# GT: Clippers vs. Kings (3/11)



## Weasel (Oct 18, 2003)

<center>







vs.







</center>
*
<center>Fri Mar 11, 2005
7:00 Pacific *</center>


<center>




































Rick Brunson / Corey Maggette / Bobby Simmons / Elton Brand / Chris Kaman






































Mike Bibby / Cuttino Mobley / Peja Stojakovic / Darius Songaila / Brad Miller


Notes: The Clippers are coming off a huge win and have had a couple days of rest. The confidence of the Clippers beating the Lakers can carry on against the Kings. The Kings are a much different team since the Clippers played them last. Webber hurt the Clippers the last few times but this time he won't. Key for this game is for the Clippers to do exactly what they did to the Lakers.


----------



## G-Force (Jan 4, 2005)

Hey, let's win another one. I'll be at the Bulls/Sonics game tomorrow night, so I will check in after the game.

G-Force


----------



## RhettO (May 15, 2003)

Kings - 97
Clippers - 102

Go Clips!


----------



## Peja Vu (Jun 9, 2002)

Kings board game thread :wave:
-----------------

Kaman vs. the Kings this year:

1/15: 23 Points and 7 Rebounds
1/17: 18 Points and 15 Rebounds

Hopefully our new big men will do a better job


----------



## Darth Bryant (Feb 1, 2005)

Well, with the way the Kings beat detorit and Memphis Im going to go with them on this game.. I hope the clippers pull an upset, but it doesnt look good. 

Kings are 22-8 from there home.

Raw data:
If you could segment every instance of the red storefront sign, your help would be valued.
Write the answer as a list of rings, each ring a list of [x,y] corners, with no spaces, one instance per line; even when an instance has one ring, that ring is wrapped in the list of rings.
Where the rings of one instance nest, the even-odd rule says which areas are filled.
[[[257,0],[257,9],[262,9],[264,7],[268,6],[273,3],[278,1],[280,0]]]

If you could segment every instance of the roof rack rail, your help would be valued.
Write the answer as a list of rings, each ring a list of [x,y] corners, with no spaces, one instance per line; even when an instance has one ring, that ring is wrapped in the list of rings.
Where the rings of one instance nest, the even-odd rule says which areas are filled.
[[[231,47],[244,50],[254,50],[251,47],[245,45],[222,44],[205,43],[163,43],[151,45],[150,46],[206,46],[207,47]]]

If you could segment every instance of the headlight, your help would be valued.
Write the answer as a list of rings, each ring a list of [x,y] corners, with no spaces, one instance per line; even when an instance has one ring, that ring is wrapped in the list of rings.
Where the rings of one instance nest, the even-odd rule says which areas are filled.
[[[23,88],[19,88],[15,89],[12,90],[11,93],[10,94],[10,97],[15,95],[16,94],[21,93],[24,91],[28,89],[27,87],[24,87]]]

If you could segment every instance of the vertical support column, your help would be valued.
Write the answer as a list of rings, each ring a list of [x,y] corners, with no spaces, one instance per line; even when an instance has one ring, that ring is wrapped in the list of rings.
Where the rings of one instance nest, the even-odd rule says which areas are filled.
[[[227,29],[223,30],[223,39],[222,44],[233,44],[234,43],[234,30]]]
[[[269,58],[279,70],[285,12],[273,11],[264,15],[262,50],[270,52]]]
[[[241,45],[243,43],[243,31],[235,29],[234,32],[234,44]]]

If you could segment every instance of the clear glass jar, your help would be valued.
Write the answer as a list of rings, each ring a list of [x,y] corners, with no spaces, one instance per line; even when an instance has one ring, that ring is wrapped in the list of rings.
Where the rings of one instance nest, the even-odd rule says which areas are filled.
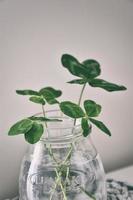
[[[30,145],[20,171],[20,200],[106,200],[105,174],[91,137],[59,111],[41,140]]]

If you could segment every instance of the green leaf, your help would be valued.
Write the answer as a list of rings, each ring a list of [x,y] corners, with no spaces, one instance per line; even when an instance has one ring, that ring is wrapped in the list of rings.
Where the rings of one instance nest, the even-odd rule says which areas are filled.
[[[79,61],[69,54],[64,54],[61,58],[62,65],[74,76],[88,78],[87,70]]]
[[[83,85],[83,84],[85,84],[87,81],[88,81],[88,80],[86,80],[86,79],[75,79],[75,80],[72,80],[72,81],[68,81],[67,83]]]
[[[30,144],[38,142],[43,134],[43,125],[33,122],[32,128],[25,133],[25,140]]]
[[[34,91],[34,90],[16,90],[17,94],[20,95],[36,95],[36,96],[40,96],[39,92]]]
[[[111,136],[110,130],[104,125],[103,122],[98,121],[98,120],[93,119],[93,118],[89,118],[89,120],[90,120],[93,124],[95,124],[99,129],[101,129],[104,133],[106,133],[107,135]]]
[[[85,60],[82,64],[84,65],[85,69],[87,69],[89,78],[92,79],[101,74],[100,64],[96,60]]]
[[[76,119],[76,118],[81,118],[85,116],[85,113],[82,110],[82,108],[80,108],[80,106],[70,101],[61,102],[60,109],[65,115],[71,118]]]
[[[60,119],[54,119],[54,118],[47,118],[47,117],[29,117],[29,119],[33,120],[33,121],[46,121],[46,122],[61,122],[62,120]]]
[[[56,90],[52,87],[42,88],[39,93],[46,99],[49,104],[59,103],[55,98],[60,97],[61,90]]]
[[[89,84],[92,87],[100,87],[100,88],[103,88],[104,90],[107,90],[109,92],[126,90],[126,87],[123,86],[123,85],[117,85],[117,84],[114,84],[114,83],[110,83],[110,82],[107,82],[103,79],[93,79],[93,80],[89,81]]]
[[[32,127],[33,122],[30,119],[23,119],[15,123],[9,130],[8,135],[24,134]]]
[[[91,127],[88,124],[88,119],[83,117],[81,119],[81,127],[83,129],[83,136],[87,137],[91,133]]]
[[[97,117],[101,112],[101,106],[92,100],[85,100],[84,108],[89,117]]]
[[[43,97],[41,97],[41,96],[32,96],[29,98],[29,100],[34,103],[45,105],[45,101],[44,101]]]

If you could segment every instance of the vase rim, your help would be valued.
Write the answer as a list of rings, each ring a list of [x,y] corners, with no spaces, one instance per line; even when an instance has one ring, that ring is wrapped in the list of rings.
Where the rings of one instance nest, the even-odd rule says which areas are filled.
[[[42,116],[42,114],[43,113],[40,112],[37,113],[36,116]],[[82,128],[79,119],[76,120],[76,124],[74,125],[74,119],[64,115],[59,109],[46,110],[45,114],[48,118],[56,117],[62,119],[62,121],[48,122],[48,127],[45,126],[46,134],[43,134],[41,140],[50,142],[69,141],[82,136]],[[43,122],[43,125],[44,124],[45,122]]]

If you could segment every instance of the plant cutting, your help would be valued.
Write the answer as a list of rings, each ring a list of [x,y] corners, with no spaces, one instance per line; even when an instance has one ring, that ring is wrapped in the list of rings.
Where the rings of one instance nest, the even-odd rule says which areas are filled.
[[[68,83],[82,86],[77,102],[60,101],[62,91],[50,86],[39,91],[16,90],[17,94],[28,96],[31,102],[41,107],[41,114],[19,120],[8,132],[10,136],[23,134],[28,143],[36,144],[27,173],[22,175],[25,176],[25,183],[20,184],[20,190],[25,187],[25,197],[21,194],[20,200],[105,200],[101,160],[92,143],[87,142],[93,125],[108,136],[111,136],[111,132],[97,119],[101,105],[91,99],[83,100],[83,94],[88,86],[108,92],[126,90],[126,87],[97,78],[101,74],[101,67],[96,60],[79,62],[72,55],[64,54],[61,63],[78,77]],[[49,115],[45,109],[47,104],[51,107],[56,104],[58,114],[52,111],[53,115]],[[56,135],[52,135],[53,132]]]

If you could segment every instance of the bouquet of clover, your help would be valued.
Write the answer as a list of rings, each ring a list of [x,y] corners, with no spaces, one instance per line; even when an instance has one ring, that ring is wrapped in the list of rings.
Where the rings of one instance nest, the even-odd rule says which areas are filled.
[[[76,119],[81,119],[82,134],[84,137],[87,137],[91,133],[92,124],[111,136],[111,132],[105,124],[96,119],[101,112],[101,105],[93,100],[87,99],[84,100],[83,107],[81,107],[83,92],[88,85],[102,88],[108,92],[126,90],[126,87],[97,78],[101,74],[101,68],[96,60],[87,59],[80,63],[75,57],[64,54],[62,55],[61,63],[72,75],[78,77],[78,79],[74,79],[68,83],[82,85],[78,103],[71,101],[60,102],[57,98],[62,95],[62,91],[56,90],[53,87],[44,87],[39,91],[30,89],[16,90],[17,94],[27,95],[30,101],[40,104],[43,115],[39,117],[33,115],[18,121],[10,128],[8,135],[24,134],[25,140],[28,143],[34,144],[38,142],[45,131],[42,122],[47,127],[48,122],[61,121],[59,119],[48,118],[45,115],[46,104],[57,104],[62,113],[74,119],[74,125],[76,124]]]

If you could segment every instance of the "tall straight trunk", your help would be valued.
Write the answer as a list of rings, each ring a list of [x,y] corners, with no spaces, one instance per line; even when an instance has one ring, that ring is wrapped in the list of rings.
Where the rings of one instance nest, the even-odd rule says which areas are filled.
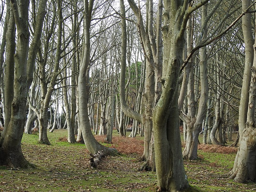
[[[65,43],[65,34],[64,33],[64,28],[63,28],[63,46],[65,46],[64,43]],[[64,51],[64,54],[65,54],[65,51]],[[67,61],[66,60],[66,57],[65,57],[64,59],[64,65],[67,65]],[[72,63],[73,65],[73,63]],[[67,76],[67,68],[65,68],[64,69],[64,78]],[[72,80],[71,80],[72,81]],[[70,106],[71,105],[69,105],[68,102],[68,89],[67,87],[67,79],[65,78],[61,82],[61,86],[62,87],[62,91],[63,93],[63,100],[64,101],[64,105],[65,106],[65,108],[66,110],[66,122],[67,124],[67,128],[68,129],[68,141],[69,143],[74,143],[76,142],[76,139],[75,137],[75,132],[74,132],[74,128],[75,126],[72,126],[72,124],[71,120],[71,111],[70,110]],[[75,100],[74,101],[76,102]],[[71,103],[74,102],[74,101],[71,101]],[[74,114],[73,114],[74,115]],[[74,119],[75,117],[73,117]],[[60,121],[61,121],[61,118]]]
[[[251,1],[249,0],[242,1],[242,9],[246,8],[249,7]],[[234,162],[234,165],[232,170],[230,172],[230,179],[234,179],[236,182],[244,183],[247,180],[255,182],[256,181],[256,129],[255,129],[255,110],[256,103],[256,40],[253,47],[251,47],[251,43],[253,39],[251,36],[252,29],[250,14],[247,14],[246,17],[243,18],[242,20],[243,33],[244,38],[245,45],[245,63],[244,72],[244,77],[245,78],[244,84],[242,87],[241,93],[241,100],[239,106],[239,115],[242,116],[243,118],[240,118],[238,123],[239,134],[240,135],[239,149],[237,151],[236,156]],[[256,23],[256,19],[255,20]],[[248,31],[247,30],[250,30]],[[254,34],[256,34],[256,31],[254,30]],[[252,38],[249,39],[249,38]],[[252,49],[251,49],[252,48]],[[252,50],[254,50],[253,54]],[[253,64],[251,68],[251,77],[249,84],[247,83],[249,74],[245,76],[245,70],[251,64],[250,59],[253,58]],[[246,72],[248,72],[248,71]],[[245,87],[244,87],[244,86]],[[249,90],[249,92],[243,92],[245,90]],[[242,94],[243,98],[242,98]],[[247,95],[248,94],[249,95]],[[245,97],[248,96],[247,98]],[[246,103],[246,101],[247,101]],[[241,103],[243,103],[241,104]],[[240,108],[241,106],[247,108],[247,116],[246,123],[244,121],[244,114],[240,113],[244,112],[244,109]],[[242,110],[243,109],[243,110]],[[240,117],[240,116],[239,116]]]
[[[63,18],[62,10],[61,7],[61,0],[58,0],[57,2],[58,12],[58,28],[57,33],[57,46],[55,59],[54,60],[54,66],[52,75],[51,76],[50,83],[45,81],[45,76],[40,78],[41,81],[41,88],[42,93],[41,100],[41,108],[40,115],[39,117],[40,129],[39,131],[39,139],[38,141],[47,145],[51,144],[51,143],[47,137],[47,115],[49,105],[51,101],[52,94],[56,84],[56,79],[60,72],[59,71],[60,61],[60,59],[61,54],[62,52],[61,39],[62,36],[62,29]],[[42,68],[41,67],[41,75],[45,75],[44,68]]]
[[[202,28],[205,25],[207,15],[207,4],[202,6]],[[206,36],[207,30],[204,31],[203,35]],[[183,151],[183,156],[189,159],[197,158],[197,146],[199,133],[202,130],[203,123],[205,117],[206,103],[208,99],[208,80],[207,77],[206,61],[207,54],[206,47],[202,48],[200,51],[200,80],[201,92],[197,109],[195,98],[194,76],[191,70],[189,74],[188,88],[188,113],[186,117],[188,129],[186,146]]]
[[[32,82],[30,80],[30,77],[31,75],[33,76],[32,72],[34,70],[33,65],[29,65],[33,60],[29,56],[28,61],[29,42],[28,24],[29,1],[23,1],[20,2],[20,4],[19,4],[15,0],[10,1],[17,28],[18,38],[16,53],[14,55],[15,70],[14,72],[14,97],[12,103],[11,113],[8,114],[11,118],[6,134],[4,136],[3,141],[0,143],[0,154],[2,157],[0,163],[2,165],[11,167],[26,167],[29,164],[22,153],[20,144],[25,125],[28,90]],[[34,36],[32,42],[40,41],[45,15],[46,1],[43,0],[39,1],[36,17],[37,27],[35,33],[38,33],[40,35]],[[30,51],[33,52],[36,50],[36,53],[37,48],[36,46],[31,45]],[[30,73],[27,73],[28,71]]]
[[[86,148],[91,153],[98,153],[102,150],[106,155],[116,154],[118,152],[116,149],[109,148],[99,143],[94,138],[91,130],[89,122],[87,106],[88,89],[86,85],[87,72],[90,60],[90,28],[93,0],[84,1],[84,54],[83,61],[80,67],[78,77],[78,97],[79,102],[80,128]]]
[[[242,10],[245,10],[250,4],[250,0],[242,0]],[[253,61],[254,40],[252,33],[253,28],[251,20],[252,16],[251,13],[247,13],[242,17],[242,29],[244,42],[245,59],[238,119],[239,131],[240,136],[242,134],[246,122],[246,114],[248,109],[249,89],[252,73],[251,68]],[[240,137],[240,141],[241,142],[241,140],[242,137]]]
[[[7,127],[11,118],[10,114],[12,112],[12,102],[13,99],[13,82],[14,81],[14,55],[15,52],[15,34],[16,29],[13,11],[10,7],[10,1],[7,1],[6,19],[8,20],[6,36],[6,59],[4,79],[4,129],[2,138],[5,135]],[[8,114],[8,115],[7,115]]]
[[[5,97],[4,96],[4,54],[5,51],[5,45],[6,42],[6,32],[8,28],[8,24],[9,22],[8,19],[10,17],[10,2],[7,1],[6,5],[7,11],[5,15],[5,20],[4,21],[4,27],[3,31],[2,37],[2,41],[1,43],[1,45],[0,47],[0,91],[1,92],[1,108],[0,108],[0,113],[2,113],[3,117],[4,120],[5,116],[5,108],[4,108],[4,101]],[[9,3],[8,4],[8,2]],[[5,58],[5,64],[7,61],[7,57]],[[2,124],[1,121],[0,121],[0,123]],[[2,124],[1,125],[3,126]],[[1,138],[1,134],[0,134]]]

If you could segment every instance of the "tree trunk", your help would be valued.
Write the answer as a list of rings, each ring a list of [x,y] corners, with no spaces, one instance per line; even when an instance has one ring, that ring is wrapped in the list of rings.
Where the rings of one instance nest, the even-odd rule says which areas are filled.
[[[250,0],[242,0],[242,10],[245,10],[251,4]],[[249,89],[252,72],[251,68],[253,61],[254,39],[252,31],[253,28],[252,24],[251,13],[248,13],[242,17],[242,29],[244,41],[244,53],[245,54],[244,69],[243,77],[243,84],[241,91],[240,104],[239,105],[238,116],[239,131],[240,135],[242,134],[244,128],[245,126],[246,121],[246,113],[248,108],[249,98]],[[239,139],[241,141],[242,137]]]
[[[37,27],[35,32],[40,35],[34,36],[32,42],[40,42],[46,2],[44,0],[39,1],[36,17]],[[0,150],[1,151],[0,154],[3,155],[0,159],[2,164],[11,167],[26,167],[29,166],[29,164],[22,153],[20,144],[25,125],[28,90],[32,82],[30,81],[29,77],[31,75],[33,76],[31,72],[34,70],[33,66],[29,65],[30,62],[33,62],[33,60],[33,60],[29,56],[29,60],[28,60],[29,42],[27,22],[29,1],[23,1],[23,6],[18,4],[15,0],[11,0],[11,2],[18,34],[17,51],[14,55],[16,69],[14,73],[14,97],[12,103],[11,113],[8,114],[11,118],[6,130],[6,134],[4,135],[4,138],[3,137],[2,142],[0,143]],[[30,51],[33,52],[35,50],[36,53],[37,48],[36,46],[31,45]],[[31,56],[30,52],[29,56]]]
[[[250,4],[250,2],[248,1],[247,3]],[[247,120],[241,135],[239,149],[230,177],[230,179],[240,183],[244,183],[248,180],[256,181],[256,41],[253,48],[254,59],[251,69],[252,77],[249,87]]]
[[[87,71],[90,60],[90,28],[92,17],[93,1],[90,0],[84,1],[84,54],[83,62],[80,67],[78,77],[78,97],[80,128],[86,148],[91,153],[95,153],[103,150],[106,155],[116,154],[118,153],[115,148],[109,148],[100,145],[94,138],[91,130],[88,114],[86,85]]]

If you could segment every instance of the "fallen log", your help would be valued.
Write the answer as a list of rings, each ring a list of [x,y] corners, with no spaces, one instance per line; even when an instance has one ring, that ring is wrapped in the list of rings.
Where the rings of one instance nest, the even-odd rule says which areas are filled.
[[[92,168],[96,168],[98,164],[100,163],[100,159],[102,157],[105,156],[103,153],[103,151],[99,151],[98,153],[94,154],[90,154],[90,166]]]

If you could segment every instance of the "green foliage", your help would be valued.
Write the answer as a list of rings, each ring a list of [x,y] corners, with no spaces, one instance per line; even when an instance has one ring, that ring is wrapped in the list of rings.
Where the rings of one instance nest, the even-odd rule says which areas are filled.
[[[113,135],[117,138],[116,140],[113,140],[112,145],[117,148],[123,149],[122,155],[104,158],[98,168],[92,169],[88,164],[89,152],[84,144],[63,141],[67,135],[66,130],[48,133],[51,146],[38,143],[38,133],[24,134],[21,143],[23,154],[29,162],[36,165],[36,168],[19,170],[0,167],[0,192],[156,191],[155,172],[139,171],[138,168],[144,162],[138,161],[140,156],[134,149],[133,153],[129,153],[128,146],[134,146],[139,138],[119,140],[115,131]],[[100,137],[98,139],[102,139]],[[142,141],[139,140],[139,143]],[[142,145],[141,147],[143,148]],[[235,154],[211,153],[205,150],[198,150],[197,160],[184,160],[190,187],[184,191],[256,190],[254,183],[238,183],[225,176],[233,167]]]

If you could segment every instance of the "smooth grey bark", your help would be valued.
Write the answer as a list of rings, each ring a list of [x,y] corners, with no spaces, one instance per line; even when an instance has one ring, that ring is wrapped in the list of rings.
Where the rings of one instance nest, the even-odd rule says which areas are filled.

Exercise 1: In the game thread, switch "Lakers" to "Suns" and reproduce the passage between "Mike Bibby /" and "after the game.", inclusive.
Exercise 2:
Answer these questions about the game thread:
(a) At what Pacific time was the game set to start?
(b) Which game does G-Force plan to attend the next night?
(c) How many points does RhettO predict for the Clippers?
Exercise 3: List every username that has a post in the game thread.

Written response 1:
Mike Bibby / Cuttino Mobley / Peja Stojakovic / Darius Songaila / Brad Miller


Notes: The Clippers are coming off a huge win and have had a couple days of rest. The confidence of the Clippers beating the Suns can carry on against the Kings. The Kings are a much different team since the Clippers played them last. Webber hurt the Clippers the last few times but this time he won't. Key for this game is for the Clippers to do exactly what they did to the Suns.


----------



## G-Force (Jan 4, 2005)

Hey, let's win another one. I'll be at the Bulls/Sonics game tomorrow night, so I will check in after the game.

Written response 2:
(a) 7:00 Pacific
(b) The Bulls/Sonics game
(c) 102

Written response 3:
Weasel
G-Force
RhettO
Peja Vu
Darth Bryant